WHAT IS BEING ASKED
All entries below are to be written out again exactly, but no picture is to be copied.

Dataset entries
┌────────
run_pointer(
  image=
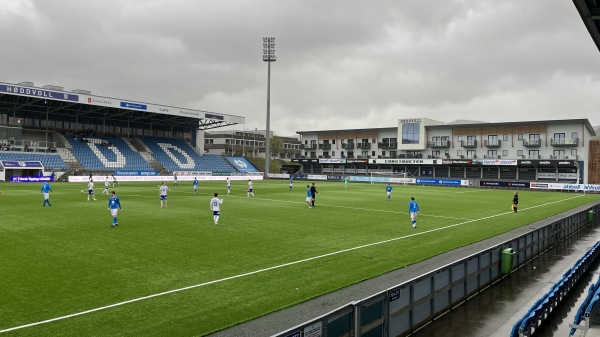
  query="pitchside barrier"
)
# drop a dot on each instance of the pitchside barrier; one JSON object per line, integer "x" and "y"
{"x": 405, "y": 308}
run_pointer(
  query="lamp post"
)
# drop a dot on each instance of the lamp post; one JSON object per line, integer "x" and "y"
{"x": 268, "y": 56}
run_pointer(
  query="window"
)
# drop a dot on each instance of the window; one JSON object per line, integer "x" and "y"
{"x": 411, "y": 133}
{"x": 534, "y": 154}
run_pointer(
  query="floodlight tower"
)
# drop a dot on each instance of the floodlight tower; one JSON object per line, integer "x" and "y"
{"x": 268, "y": 56}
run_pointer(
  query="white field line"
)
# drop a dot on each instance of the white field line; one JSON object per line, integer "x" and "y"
{"x": 263, "y": 270}
{"x": 358, "y": 208}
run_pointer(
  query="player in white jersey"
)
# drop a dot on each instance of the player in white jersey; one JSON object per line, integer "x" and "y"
{"x": 105, "y": 191}
{"x": 91, "y": 190}
{"x": 163, "y": 194}
{"x": 250, "y": 188}
{"x": 215, "y": 206}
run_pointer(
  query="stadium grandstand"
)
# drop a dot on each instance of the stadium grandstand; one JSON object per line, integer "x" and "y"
{"x": 75, "y": 133}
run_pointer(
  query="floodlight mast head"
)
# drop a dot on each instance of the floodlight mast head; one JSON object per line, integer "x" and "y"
{"x": 268, "y": 56}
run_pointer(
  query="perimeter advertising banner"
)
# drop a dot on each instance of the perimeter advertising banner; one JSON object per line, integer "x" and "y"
{"x": 491, "y": 183}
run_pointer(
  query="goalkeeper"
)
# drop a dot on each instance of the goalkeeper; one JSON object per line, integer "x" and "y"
{"x": 413, "y": 210}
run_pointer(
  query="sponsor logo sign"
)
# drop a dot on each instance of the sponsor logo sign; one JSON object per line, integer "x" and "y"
{"x": 403, "y": 161}
{"x": 332, "y": 160}
{"x": 498, "y": 162}
{"x": 130, "y": 105}
{"x": 35, "y": 179}
{"x": 36, "y": 92}
{"x": 21, "y": 164}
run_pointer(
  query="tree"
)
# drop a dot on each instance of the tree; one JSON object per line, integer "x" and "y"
{"x": 276, "y": 145}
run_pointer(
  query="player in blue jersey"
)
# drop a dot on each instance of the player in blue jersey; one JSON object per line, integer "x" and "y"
{"x": 215, "y": 206}
{"x": 114, "y": 205}
{"x": 46, "y": 189}
{"x": 250, "y": 188}
{"x": 91, "y": 190}
{"x": 195, "y": 183}
{"x": 163, "y": 194}
{"x": 105, "y": 191}
{"x": 413, "y": 210}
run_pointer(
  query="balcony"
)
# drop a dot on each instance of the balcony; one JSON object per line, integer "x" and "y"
{"x": 492, "y": 143}
{"x": 468, "y": 143}
{"x": 532, "y": 142}
{"x": 387, "y": 145}
{"x": 564, "y": 142}
{"x": 439, "y": 145}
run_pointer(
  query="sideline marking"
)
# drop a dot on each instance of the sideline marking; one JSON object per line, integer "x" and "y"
{"x": 265, "y": 269}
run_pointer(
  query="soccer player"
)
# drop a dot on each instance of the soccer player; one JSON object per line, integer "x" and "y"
{"x": 250, "y": 188}
{"x": 114, "y": 204}
{"x": 105, "y": 186}
{"x": 46, "y": 189}
{"x": 215, "y": 206}
{"x": 313, "y": 194}
{"x": 413, "y": 210}
{"x": 163, "y": 194}
{"x": 91, "y": 190}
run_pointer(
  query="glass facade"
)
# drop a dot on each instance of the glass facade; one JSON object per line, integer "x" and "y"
{"x": 411, "y": 133}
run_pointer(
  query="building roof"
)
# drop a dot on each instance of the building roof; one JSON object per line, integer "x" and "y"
{"x": 589, "y": 10}
{"x": 469, "y": 124}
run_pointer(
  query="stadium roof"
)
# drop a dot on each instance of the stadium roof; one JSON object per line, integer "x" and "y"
{"x": 26, "y": 101}
{"x": 589, "y": 10}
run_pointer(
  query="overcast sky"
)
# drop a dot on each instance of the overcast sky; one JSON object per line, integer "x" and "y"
{"x": 340, "y": 64}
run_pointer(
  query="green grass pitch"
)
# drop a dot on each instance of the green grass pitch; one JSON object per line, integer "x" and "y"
{"x": 171, "y": 272}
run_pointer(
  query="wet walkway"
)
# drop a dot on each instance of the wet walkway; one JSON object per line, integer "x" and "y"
{"x": 493, "y": 312}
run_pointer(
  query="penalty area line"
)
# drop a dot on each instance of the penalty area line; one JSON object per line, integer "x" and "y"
{"x": 262, "y": 270}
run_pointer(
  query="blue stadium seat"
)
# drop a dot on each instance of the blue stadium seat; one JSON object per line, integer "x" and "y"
{"x": 178, "y": 155}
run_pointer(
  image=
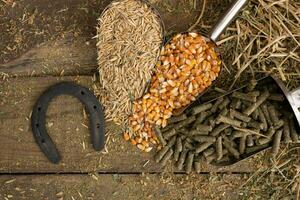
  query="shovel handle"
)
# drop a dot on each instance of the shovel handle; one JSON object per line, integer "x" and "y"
{"x": 226, "y": 19}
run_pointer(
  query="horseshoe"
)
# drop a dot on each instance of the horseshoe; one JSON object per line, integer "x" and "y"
{"x": 38, "y": 118}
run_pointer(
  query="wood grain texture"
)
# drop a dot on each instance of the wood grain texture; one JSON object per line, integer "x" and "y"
{"x": 67, "y": 127}
{"x": 119, "y": 187}
{"x": 67, "y": 56}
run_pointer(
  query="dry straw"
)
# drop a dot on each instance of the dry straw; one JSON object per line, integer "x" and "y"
{"x": 265, "y": 38}
{"x": 129, "y": 40}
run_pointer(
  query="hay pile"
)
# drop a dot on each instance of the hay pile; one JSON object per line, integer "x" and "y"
{"x": 265, "y": 38}
{"x": 129, "y": 37}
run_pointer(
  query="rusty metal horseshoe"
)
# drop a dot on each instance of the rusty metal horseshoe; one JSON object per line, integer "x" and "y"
{"x": 92, "y": 105}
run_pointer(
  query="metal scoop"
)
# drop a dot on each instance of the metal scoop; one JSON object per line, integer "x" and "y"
{"x": 292, "y": 98}
{"x": 216, "y": 31}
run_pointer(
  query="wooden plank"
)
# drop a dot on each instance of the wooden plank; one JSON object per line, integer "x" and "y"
{"x": 66, "y": 56}
{"x": 65, "y": 119}
{"x": 120, "y": 187}
{"x": 58, "y": 36}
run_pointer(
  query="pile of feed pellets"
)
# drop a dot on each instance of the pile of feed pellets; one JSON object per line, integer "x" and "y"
{"x": 229, "y": 128}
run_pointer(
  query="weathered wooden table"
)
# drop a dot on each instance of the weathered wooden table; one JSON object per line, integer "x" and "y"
{"x": 119, "y": 172}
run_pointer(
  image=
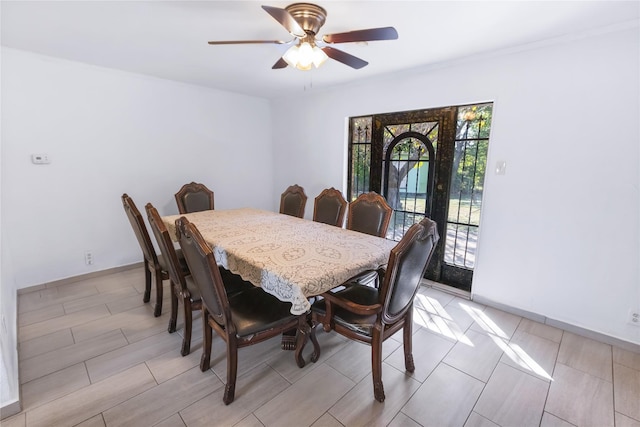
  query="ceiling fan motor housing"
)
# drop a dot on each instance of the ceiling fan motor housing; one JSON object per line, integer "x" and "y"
{"x": 311, "y": 17}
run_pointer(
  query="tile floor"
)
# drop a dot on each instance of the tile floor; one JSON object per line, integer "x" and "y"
{"x": 92, "y": 354}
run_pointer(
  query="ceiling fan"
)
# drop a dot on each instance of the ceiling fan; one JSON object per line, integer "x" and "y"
{"x": 303, "y": 21}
└────────
RESULT OF THIS EXERCISE
run_pointer(
  image=
  query="pitchside barrier"
)
# drop a dot on each instance of the pitchside barrier; one JSON object per line, integer "x" and "y"
{"x": 405, "y": 308}
run_pointer(
  query="lamp post"
)
# drop a dot on each instance of the lamp post; one JSON object per line, integer "x" and "y"
{"x": 268, "y": 56}
run_pointer(
  query="window"
)
# drop a dot on each instance of the window; one JSON object per line, integer "x" and "y"
{"x": 411, "y": 133}
{"x": 534, "y": 154}
run_pointer(
  query="floodlight tower"
)
# drop a dot on each instance of the floodlight tower; one JSON object per line, integer "x" and "y"
{"x": 268, "y": 56}
run_pointer(
  query="white field line"
)
# drop a dot on each instance of the white field line; one JSON object per line, integer "x" and "y"
{"x": 263, "y": 270}
{"x": 358, "y": 208}
run_pointer(
  query="player in white jersey"
)
# drop a dot on each instance of the player in white jersey; one JSON object per line, integer "x" and "y"
{"x": 105, "y": 191}
{"x": 91, "y": 190}
{"x": 163, "y": 194}
{"x": 250, "y": 188}
{"x": 215, "y": 206}
run_pointer(
  query="stadium grandstand"
)
# drop a dot on each instance of the stadium grandstand; one JSON object per line, integer "x" and "y"
{"x": 75, "y": 133}
run_pointer(
  query="floodlight mast head"
)
# drop a dot on each instance of the floodlight mast head; one JSON object per line, integer "x" and "y"
{"x": 268, "y": 56}
run_pointer(
  query="perimeter advertising banner"
)
# drop a dot on each instance of the perimeter advertising banner; one JSON object per line, integer "x" and "y"
{"x": 491, "y": 183}
run_pointer(
  query="goalkeeper"
)
# drop a dot on each instance of the goalkeeper; one JSON object per line, integer "x" and "y"
{"x": 413, "y": 210}
run_pointer(
  query="sponsor logo sign"
)
# drop a dot on each instance of the sponsor logo sign; one JSON object per line, integer "x" and "y"
{"x": 403, "y": 161}
{"x": 332, "y": 160}
{"x": 498, "y": 162}
{"x": 130, "y": 105}
{"x": 35, "y": 179}
{"x": 36, "y": 92}
{"x": 21, "y": 164}
run_pointer(
  query="tree"
)
# drop a dot on each instance of the tree; one JSON object per line, integer "x" and "y"
{"x": 276, "y": 145}
run_pointer(
  query="player in blue jersey"
)
# drop a dot on each instance of the player in blue jersey; one JSON object per line, integer "x" and "y"
{"x": 215, "y": 206}
{"x": 114, "y": 205}
{"x": 46, "y": 189}
{"x": 250, "y": 188}
{"x": 91, "y": 190}
{"x": 195, "y": 183}
{"x": 163, "y": 194}
{"x": 105, "y": 191}
{"x": 413, "y": 210}
run_pointer(
  query="balcony"
)
# drop a dot on each instance of the balcony; one JSON object per line, integer "x" and "y"
{"x": 492, "y": 143}
{"x": 468, "y": 143}
{"x": 532, "y": 142}
{"x": 387, "y": 145}
{"x": 564, "y": 142}
{"x": 439, "y": 145}
run_pointer(
  query="sideline marking"
)
# drop a dot on each instance of the sideline marking; one JSON object per line, integer "x" and "y"
{"x": 265, "y": 269}
run_pointer(
  query="soccer player"
)
# drop a dot on each instance of the soccer player; one JSON object per line, integer "x" and "y"
{"x": 250, "y": 188}
{"x": 114, "y": 204}
{"x": 105, "y": 186}
{"x": 46, "y": 189}
{"x": 215, "y": 206}
{"x": 313, "y": 194}
{"x": 413, "y": 210}
{"x": 163, "y": 194}
{"x": 91, "y": 190}
run_pointer(
  query="glass facade"
)
# drop a dot on each instance of the glass facade; one JSON object per line, integer "x" and "y"
{"x": 411, "y": 133}
run_pointer(
  query="building roof"
)
# drop a dot on each instance of the building roof; one JSON object per line, integer "x" and "y"
{"x": 589, "y": 10}
{"x": 469, "y": 124}
run_pointer(
  query="stadium roof"
)
# drop a dot on each instance of the stadium roof; one JSON object per line, integer "x" and "y"
{"x": 26, "y": 101}
{"x": 589, "y": 10}
run_pointer(
  query="overcast sky"
)
# drop a dot on each instance of the overcast sky; one JSON object per line, integer "x" and "y"
{"x": 340, "y": 64}
run_pointer(
  query="green grass pitch"
)
# drop a dot on each instance of the green grass pitch; one JSON object per line, integer "x" and "y"
{"x": 171, "y": 272}
run_pointer(
  query="wet walkway"
)
# drop a dot on each instance of the wet walkway; one JSON object per line, integer "x" and "y"
{"x": 493, "y": 312}
run_pointer(
  query="penalty area line"
)
# drop a dot on each instance of the penalty area line; one JSON object per line, integer "x" and "y"
{"x": 262, "y": 270}
run_pointer(
  query="blue stadium seat"
)
# drop a dot on each instance of the blue stadium seat; one JSON object per line, integer "x" and "y"
{"x": 178, "y": 155}
run_pointer(
  image=
  query="shovel handle"
)
# drop a dot on each instance of the shovel handle; one JSON object per line, integer "x" and "y"
{"x": 226, "y": 19}
run_pointer(
  query="horseshoe"
)
# drop a dot on each instance of the horseshoe; one JSON object per line, integer "x" and "y"
{"x": 38, "y": 118}
run_pointer(
  query="wood grain texture"
)
# drop a dot on each instance of the wood grain texture; one JSON object per line, integer "x" and "y"
{"x": 67, "y": 127}
{"x": 119, "y": 187}
{"x": 67, "y": 56}
run_pointer(
  query="dry straw"
)
# drop a dot on each instance of the dry straw; one JSON object per line, integer "x" and "y"
{"x": 265, "y": 38}
{"x": 129, "y": 40}
run_pointer(
  query="hay pile"
)
# drop a dot on each instance of the hay pile; one JSON object per line, integer "x" and "y"
{"x": 265, "y": 38}
{"x": 129, "y": 37}
run_pointer(
  query="rusty metal horseshoe"
)
# drop a dot on each instance of the rusty metal horseshoe; one JSON object per line, integer "x" and "y"
{"x": 92, "y": 105}
run_pointer(
  query="metal scoop"
)
# drop a dot on each instance of the metal scoop; one JSON object per line, integer "x" and "y"
{"x": 292, "y": 98}
{"x": 216, "y": 31}
run_pointer(
  query="wooden plank"
)
# drop a dot on each instance of the wooden plank; one JSON object per line, integer "x" and "y"
{"x": 66, "y": 56}
{"x": 65, "y": 119}
{"x": 120, "y": 187}
{"x": 58, "y": 36}
run_pointer(
  query="pile of feed pellets"
)
# drop a dot on each instance of the pile of feed pellets; one JSON object per line, integer "x" and "y"
{"x": 229, "y": 128}
run_pointer(
  query="weathered wooden table"
)
# drop a dot on each instance of the weathered wooden table; one JSON object per line, integer "x" and "y"
{"x": 119, "y": 172}
run_pointer(
  image=
  query="ceiling fan motor housing"
)
# drop a dot on each instance of the ceiling fan motor housing; one JSON object per line, integer "x" and "y"
{"x": 311, "y": 17}
run_pointer(
  query="tile floor"
)
# drop a dot on each instance of the tile floor; one JSON object per line, integer "x" and "y"
{"x": 92, "y": 354}
run_pointer(
  query="ceiling fan"
)
# drop a dot on each instance of the ceiling fan; one JSON object per line, integer "x" and "y"
{"x": 303, "y": 21}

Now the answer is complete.